**SHORT PROBLEM:**
Please write out the entries below again with every "keypoint" swapped for "marker" and nothing else changed. Leave the pictures out.

**Dataset entries about object locations:**
•••

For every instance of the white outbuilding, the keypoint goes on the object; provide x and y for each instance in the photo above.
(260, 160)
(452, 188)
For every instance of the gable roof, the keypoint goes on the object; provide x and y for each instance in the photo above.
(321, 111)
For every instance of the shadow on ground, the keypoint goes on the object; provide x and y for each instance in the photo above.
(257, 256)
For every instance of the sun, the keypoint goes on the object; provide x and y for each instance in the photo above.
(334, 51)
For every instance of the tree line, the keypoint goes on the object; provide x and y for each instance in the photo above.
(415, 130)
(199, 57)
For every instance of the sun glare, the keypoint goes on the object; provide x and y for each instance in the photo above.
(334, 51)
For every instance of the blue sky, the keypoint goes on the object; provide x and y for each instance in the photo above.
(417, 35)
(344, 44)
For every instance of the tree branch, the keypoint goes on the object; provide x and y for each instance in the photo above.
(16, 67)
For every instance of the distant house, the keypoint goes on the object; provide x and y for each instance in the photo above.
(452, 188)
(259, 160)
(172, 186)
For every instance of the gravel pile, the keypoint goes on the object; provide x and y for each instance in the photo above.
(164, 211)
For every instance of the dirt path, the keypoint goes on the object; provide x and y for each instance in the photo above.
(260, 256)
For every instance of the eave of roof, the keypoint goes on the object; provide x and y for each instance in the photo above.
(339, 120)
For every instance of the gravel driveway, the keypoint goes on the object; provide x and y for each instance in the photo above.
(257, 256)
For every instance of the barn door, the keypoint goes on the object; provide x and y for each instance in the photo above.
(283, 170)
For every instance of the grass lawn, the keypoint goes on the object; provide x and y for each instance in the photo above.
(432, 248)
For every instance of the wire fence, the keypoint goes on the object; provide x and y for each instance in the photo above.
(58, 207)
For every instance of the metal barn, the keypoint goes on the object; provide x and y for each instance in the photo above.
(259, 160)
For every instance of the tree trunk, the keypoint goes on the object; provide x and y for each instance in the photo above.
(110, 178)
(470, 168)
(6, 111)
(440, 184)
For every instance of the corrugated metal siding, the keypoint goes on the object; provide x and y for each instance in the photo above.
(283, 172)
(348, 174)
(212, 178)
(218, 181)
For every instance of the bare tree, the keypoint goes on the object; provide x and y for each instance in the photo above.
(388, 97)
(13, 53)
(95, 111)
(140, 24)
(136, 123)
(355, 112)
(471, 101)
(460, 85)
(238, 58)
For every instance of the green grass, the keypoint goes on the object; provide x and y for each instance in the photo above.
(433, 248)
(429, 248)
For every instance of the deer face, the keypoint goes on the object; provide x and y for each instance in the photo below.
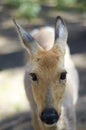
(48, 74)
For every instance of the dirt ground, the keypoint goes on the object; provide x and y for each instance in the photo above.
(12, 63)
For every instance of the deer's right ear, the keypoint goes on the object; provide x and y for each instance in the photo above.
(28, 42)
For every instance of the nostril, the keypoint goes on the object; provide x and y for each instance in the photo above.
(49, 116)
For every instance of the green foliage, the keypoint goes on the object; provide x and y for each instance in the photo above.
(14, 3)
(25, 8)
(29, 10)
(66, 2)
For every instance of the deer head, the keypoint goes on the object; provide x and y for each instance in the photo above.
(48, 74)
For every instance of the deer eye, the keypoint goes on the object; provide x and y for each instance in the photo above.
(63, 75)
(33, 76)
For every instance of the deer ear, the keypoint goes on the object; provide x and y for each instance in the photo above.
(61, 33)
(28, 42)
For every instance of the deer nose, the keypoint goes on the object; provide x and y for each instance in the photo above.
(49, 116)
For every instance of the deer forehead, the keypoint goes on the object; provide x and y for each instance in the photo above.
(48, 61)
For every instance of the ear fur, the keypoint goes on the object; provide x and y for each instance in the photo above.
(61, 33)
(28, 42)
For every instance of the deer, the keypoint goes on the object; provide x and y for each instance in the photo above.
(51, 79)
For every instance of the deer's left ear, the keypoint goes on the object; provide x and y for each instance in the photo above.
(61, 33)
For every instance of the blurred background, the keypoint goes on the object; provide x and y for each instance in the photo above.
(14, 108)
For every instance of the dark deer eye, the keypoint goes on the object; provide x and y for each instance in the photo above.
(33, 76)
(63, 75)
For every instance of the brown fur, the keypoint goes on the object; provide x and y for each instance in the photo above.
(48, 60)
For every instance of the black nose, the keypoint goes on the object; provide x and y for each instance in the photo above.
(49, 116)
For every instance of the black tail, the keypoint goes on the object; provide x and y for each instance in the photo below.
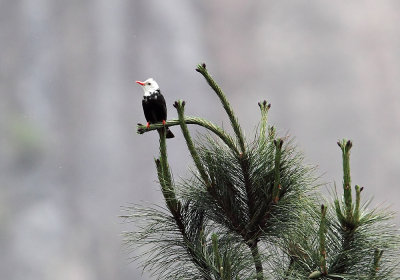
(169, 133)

•••

**CORRECT RESPONSE:**
For every instance of the white outbuilding, the marker goes on the object; provide x and y for each instance in the photo above.
(260, 160)
(452, 188)
For every instance of the gable roof, the marker goes on the object; provide x and y for each instance in the photo above.
(321, 111)
For every instance of the shadow on ground, the marker goes on the object; provide x and y for each instance in the photo above.
(257, 256)
For every instance of the sun, the marker goes on the object; provide x and y for each instance in the photo above.
(334, 51)
For every instance of the tree line, the marker goes on the object; provide x and y for each instance in the photo above.
(415, 130)
(199, 57)
For every instance of the sun glare, the marker goes on the object; provide x and y for each instance in the photo above.
(334, 51)
For every instance of the blue sky, the marker goes on the object; provide x and y for each instance in the photo above.
(417, 35)
(344, 44)
For every instance of the tree branch, the marker goes on the object; provide x and y for each instance in the photo above.
(16, 67)
For every instance of the distant house, the marker goes on the object; provide x and y for each instance in the photo above.
(452, 188)
(259, 160)
(172, 186)
For every instance of the gravel pile, the marker goes on the object; provide x and y for each instance in the photo above.
(164, 211)
For every instance of the dirt path, the marker goes on the object; provide x and y for each instance in the photo above.
(260, 256)
For every instance of the eave of roof, the marker goes on the object; provide x and y for each instance in the photo above.
(339, 120)
For every instance of the gravel driveway, the marker goes on the object; provide x and y for each instance in the photo above.
(257, 256)
For every instance of the barn door, the marker goes on the object; provide x and y for each instance in the photo above.
(283, 170)
For every instance of the grass lawn, the marker goes on the object; provide x and y for each instance in the photo above.
(432, 248)
For every instance of the wire fence, the marker goes on the object; provide x and y for each instance in the photo above.
(58, 207)
For every instance of the metal barn, the marker goes on the object; provide x and y for each instance in the photo above.
(259, 160)
For every instance of the tree trunk, the marker goes on the object; provide x and y for each instance in the photo above.
(110, 178)
(470, 168)
(6, 111)
(440, 184)
For every instance of the corrugated metal siding, the marker goes on the object; provide x and y for each instance in the photo above.
(283, 172)
(348, 174)
(212, 178)
(218, 181)
For every instance of the bare tree, the marker goes on the object; provide x and y for each instance in the photo above.
(388, 97)
(13, 53)
(95, 111)
(140, 24)
(136, 123)
(355, 112)
(471, 101)
(460, 85)
(238, 58)
For every instance of the green grass, the marker goes on the object; provide x and y for each instance in the photo above.
(433, 248)
(429, 248)
For every instance of the deer face, the marker goes on the object; provide x and y for each instance in the photo below.
(48, 74)
For every instance of the dirt ground, the marker goes on the object; provide x and y for each instance in the photo above.
(12, 63)
For every instance of the deer's right ear, the marker goes on the object; provide x and y for each instance in the photo above.
(28, 42)
For every instance of the nostril, the marker goes on the object; provide x and y for each instance in the photo above.
(49, 116)
For every instance of the green foliage, the marker goes on the object; provide x and y for each instance in the photo above.
(14, 3)
(25, 8)
(29, 10)
(66, 2)
For every instance of the deer head, the marker goes on the object; provide x and y for each instance in the photo above.
(48, 74)
For every instance of the deer eye, the marker goes on the object; provide x and y for each instance in the photo above.
(63, 75)
(33, 76)
For every instance of the deer ear, the marker goes on the object; provide x and y for each instance in the photo above.
(61, 33)
(28, 42)
For every instance of the deer nose, the marker goes on the object; provide x and y for each instance in the photo above.
(49, 116)
For every instance of the deer forehead, the marker goes on the object; provide x and y for each instance in the photo above.
(48, 61)
For every instance of the ear fur, the marker goes on the object; provide x and y for each instance in the photo above.
(61, 33)
(28, 42)
For every instance of the deer, the marker goes on the object; provide x and y for each instance in the photo above.
(51, 79)
For every instance of the deer's left ear, the marker goes on the object; provide x and y for each instance in the photo above.
(61, 33)
For every instance of the blurred background, the marker goes on the object; provide x and y for each instance in the photo above.
(14, 108)
For every instance of the dark deer eye, the marker goes on the object; provide x and y for each instance in the photo above.
(33, 76)
(63, 75)
For every instance of the brown fur, the marker goes on the object; provide x and y for each instance in the photo above.
(48, 60)
For every instance of the black nose, the marker goes on the object; provide x and y for each instance in the photo above.
(49, 116)
For every instance of the black tail, the marker goes on the object; provide x and y for each instance in the photo below.
(169, 133)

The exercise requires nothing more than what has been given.